-- START Entries --
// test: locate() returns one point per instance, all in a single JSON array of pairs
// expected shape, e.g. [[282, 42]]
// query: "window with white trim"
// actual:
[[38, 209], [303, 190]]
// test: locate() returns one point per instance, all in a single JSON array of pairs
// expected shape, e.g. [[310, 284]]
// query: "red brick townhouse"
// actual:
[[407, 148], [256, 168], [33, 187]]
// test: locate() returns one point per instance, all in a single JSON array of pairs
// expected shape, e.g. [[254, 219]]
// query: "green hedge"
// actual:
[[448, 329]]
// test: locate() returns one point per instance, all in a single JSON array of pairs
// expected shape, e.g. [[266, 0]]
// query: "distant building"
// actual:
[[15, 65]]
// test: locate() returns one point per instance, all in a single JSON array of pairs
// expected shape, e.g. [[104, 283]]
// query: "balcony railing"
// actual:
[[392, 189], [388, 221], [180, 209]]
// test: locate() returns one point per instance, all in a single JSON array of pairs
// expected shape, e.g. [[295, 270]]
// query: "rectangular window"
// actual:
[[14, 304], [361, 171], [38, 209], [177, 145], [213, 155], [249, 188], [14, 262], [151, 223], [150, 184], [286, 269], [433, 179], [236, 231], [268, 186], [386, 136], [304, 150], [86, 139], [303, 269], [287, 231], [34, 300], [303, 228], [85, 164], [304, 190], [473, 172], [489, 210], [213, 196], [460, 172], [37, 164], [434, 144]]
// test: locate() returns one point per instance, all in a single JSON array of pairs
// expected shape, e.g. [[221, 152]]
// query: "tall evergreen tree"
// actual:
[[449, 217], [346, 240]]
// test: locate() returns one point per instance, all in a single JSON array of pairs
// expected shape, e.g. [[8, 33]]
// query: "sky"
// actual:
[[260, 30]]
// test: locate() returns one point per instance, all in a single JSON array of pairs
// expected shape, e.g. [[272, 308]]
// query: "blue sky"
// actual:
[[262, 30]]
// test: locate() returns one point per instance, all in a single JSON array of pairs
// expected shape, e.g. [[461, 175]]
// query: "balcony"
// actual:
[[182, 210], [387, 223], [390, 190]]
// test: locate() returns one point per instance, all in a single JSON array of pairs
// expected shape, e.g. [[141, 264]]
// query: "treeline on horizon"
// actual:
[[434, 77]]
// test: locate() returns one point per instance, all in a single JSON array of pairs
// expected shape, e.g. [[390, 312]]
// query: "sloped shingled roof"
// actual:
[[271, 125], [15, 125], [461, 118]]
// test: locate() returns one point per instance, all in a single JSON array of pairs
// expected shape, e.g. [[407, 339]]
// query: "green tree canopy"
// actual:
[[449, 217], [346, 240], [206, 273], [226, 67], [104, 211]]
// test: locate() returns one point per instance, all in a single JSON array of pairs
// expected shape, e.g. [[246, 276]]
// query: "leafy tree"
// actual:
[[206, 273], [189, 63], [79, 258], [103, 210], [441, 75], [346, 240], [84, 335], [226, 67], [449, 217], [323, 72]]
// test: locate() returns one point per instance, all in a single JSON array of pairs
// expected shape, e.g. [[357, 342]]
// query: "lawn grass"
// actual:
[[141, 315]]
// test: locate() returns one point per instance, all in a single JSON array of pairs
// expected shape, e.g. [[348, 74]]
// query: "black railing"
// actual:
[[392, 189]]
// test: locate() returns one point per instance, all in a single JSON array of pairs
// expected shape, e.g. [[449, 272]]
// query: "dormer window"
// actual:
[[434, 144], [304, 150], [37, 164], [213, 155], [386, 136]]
-- END Entries --
Format the records from the start through the line containing "[[449, 217], [346, 240]]" as a two-column CSV with the columns input and output. Give one row per record, with the record's text under input and its answer under output, and put each value in a single quoted field with line breaks replaced by spaces.

input,output
"// test: locate() returns one point per instance, all in a single JSON array of pairs // expected shape, e.g. [[282, 42]] // query: ""window with white trim"" // actual:","[[38, 209], [303, 190]]"
"// test: locate() returns one point per instance, all in a single JSON array of pairs // expected shape, e.g. [[310, 284]] // query: ""red brick townhouse"" // actual:","[[407, 148], [256, 168], [33, 187]]"
"// test: locate() returns one point per instance, all in a single JSON array of pairs // expected shape, e.g. [[254, 219]] // query: ""green hedge"" // actual:","[[448, 329]]"
"// test: locate() returns one point per instance, all in a single JSON array of pairs // expected shape, e.g. [[266, 0]] // query: ""distant building"" // actual:","[[15, 65]]"
"// test: locate() returns one point per instance, all in a single JSON array of pairs // expected shape, e.g. [[104, 283]] // query: ""balcony railing"" // actual:","[[392, 189], [388, 221], [180, 209]]"
"// test: locate() returns one point per instance, all in a single JSON array of pairs // expected shape, e.g. [[295, 270]] // query: ""rectangular window"" // actual:","[[14, 304], [361, 171], [38, 209], [177, 145], [213, 155], [249, 188], [14, 262], [151, 223], [150, 184], [286, 269], [433, 179], [236, 231], [268, 186], [386, 136], [304, 150], [86, 139], [303, 269], [287, 231], [34, 300], [303, 228], [85, 164], [304, 190], [473, 172], [489, 210], [213, 196], [460, 172], [37, 164], [434, 144]]"
"// test: locate() returns one point per instance, all in a single JSON array of pairs // expected shape, e.g. [[221, 152]] // query: ""tall evergreen tree"" // actual:","[[449, 217], [346, 240]]"